▶ _演習課題_:
1/ 観劇日記のうち、「原作は勿論、ウィリアム・シェ」から「いリズムではないからいいか。」までを、両端を含めて一字一句たがえずに書き写してください。
2/ 観劇日記を読み、次の問いにそれぞれ答えてください。
(a) この公演の原作者は誰ですか。
(b) 演出を担当したのは誰ですか。
(c) 幕が上がると、何が現れましたか。
3/ 観劇日記を、最後の文のあとから書き継いでください。

▶ _読解用本文_:
________________

不発連合式バックドロップ

日記と余談です。

不思議の国に迷いし心地

 七月大歌舞伎『NINAGAWA十二夜を見に行く。歌舞伎座は野田版『砥辰の討たれ』以来だから2年振りか。異様にいい席でちょっとびびる。
 原作は勿論、ウィリアム・シェイクスピア。演出は、これも当然、蜷川幸雄。出演は尾上菊之助中村時蔵中村翫雀中村錦之助市川亀治郎坂東亀三郎尾上松也、、河原崎権十郎市川左團次尾上菊五郎
 幕が上がると、客席を映す鏡一面。蜷川ではお馴染みとも言える演出だが、やはり美しい。次々と変わる場面演出。大仕掛けなものが多くて楽しいが、そのせいでリズムが止まる時があった。ま、そもそも現代演劇の様な早いリズムではないからいいか。

________________

保存済みの項目
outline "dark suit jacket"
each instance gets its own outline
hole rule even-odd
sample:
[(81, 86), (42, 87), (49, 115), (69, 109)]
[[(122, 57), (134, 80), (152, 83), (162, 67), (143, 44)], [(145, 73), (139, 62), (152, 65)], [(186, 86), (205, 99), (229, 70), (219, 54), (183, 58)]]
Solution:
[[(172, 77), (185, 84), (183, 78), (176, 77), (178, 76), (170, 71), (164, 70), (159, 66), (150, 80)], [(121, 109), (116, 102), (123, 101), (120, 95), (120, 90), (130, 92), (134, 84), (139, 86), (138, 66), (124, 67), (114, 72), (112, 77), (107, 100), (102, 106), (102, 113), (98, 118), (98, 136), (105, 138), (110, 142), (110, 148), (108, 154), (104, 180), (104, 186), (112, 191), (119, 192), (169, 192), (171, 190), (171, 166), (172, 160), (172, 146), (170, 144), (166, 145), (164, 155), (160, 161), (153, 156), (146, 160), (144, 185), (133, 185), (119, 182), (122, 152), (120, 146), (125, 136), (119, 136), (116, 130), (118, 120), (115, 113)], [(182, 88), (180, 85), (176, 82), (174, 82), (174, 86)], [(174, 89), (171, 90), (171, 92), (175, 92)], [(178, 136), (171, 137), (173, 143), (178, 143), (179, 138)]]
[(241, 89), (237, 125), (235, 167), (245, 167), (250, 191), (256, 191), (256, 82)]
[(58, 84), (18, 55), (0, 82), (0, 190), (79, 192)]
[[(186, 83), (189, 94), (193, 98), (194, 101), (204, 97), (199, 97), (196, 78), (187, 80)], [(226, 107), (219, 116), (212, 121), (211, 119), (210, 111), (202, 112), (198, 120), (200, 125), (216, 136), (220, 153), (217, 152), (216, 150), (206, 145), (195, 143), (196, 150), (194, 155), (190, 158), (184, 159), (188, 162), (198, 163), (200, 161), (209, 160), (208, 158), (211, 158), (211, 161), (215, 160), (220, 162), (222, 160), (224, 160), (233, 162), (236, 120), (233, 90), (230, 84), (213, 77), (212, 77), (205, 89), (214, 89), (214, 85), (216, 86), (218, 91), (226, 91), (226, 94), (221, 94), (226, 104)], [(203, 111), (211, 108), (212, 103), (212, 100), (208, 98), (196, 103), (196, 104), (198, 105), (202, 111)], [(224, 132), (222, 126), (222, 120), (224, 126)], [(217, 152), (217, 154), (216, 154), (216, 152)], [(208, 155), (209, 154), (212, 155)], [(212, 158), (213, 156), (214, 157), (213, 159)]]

________________

▶ _演習の解答_:
1/
原作は勿論、ウィリアム・シェイクスピア。演出は、これも当然、蜷川幸雄。出演は尾上菊之助中村時蔵中村翫雀中村錦之助市川亀治郎坂東亀三郎尾上松也、、河原崎権十郎市川左團次尾上菊五郎
 幕が上がると、客席を映す鏡一面。蜷川ではお馴染みとも言える演出だが、やはり美しい。次々と変わる場面演出。大仕掛けなものが多くて楽しいが、そのせいでリズムが止まる時があった。ま、そもそも現代演劇の様な早いリズムではないからいいか。

2/
(a) ウィリアム・シェイクスピア
(b) 蜷川幸雄
(c) 客席を映す鏡一面

3/
 今回面白かったのは、分かり易かった事。原作を知っていたからではなく、元が翻訳されたもので、それをさらに脚色したからだ。セリフそのものがすんなりと頭に入っていった。
 それにしても、シェイクスピアでも歌舞伎でもよくある事だが、解決が随分簡単だよな。「それでいいの?」と思わず突っ込んでしまうほど。着物なので早代わりはできないだろうと思ったが、あんな風に(強引に)やるとは。ある意味、斬新(?)。
 演出に新鮮さはない。だからといって古臭いわけでも、見飽きたわけでもない。NINAGAWA節が確立されたものになった、という事だろうな。相変わらず美しく、素晴らしい。
 面白い、楽しめた。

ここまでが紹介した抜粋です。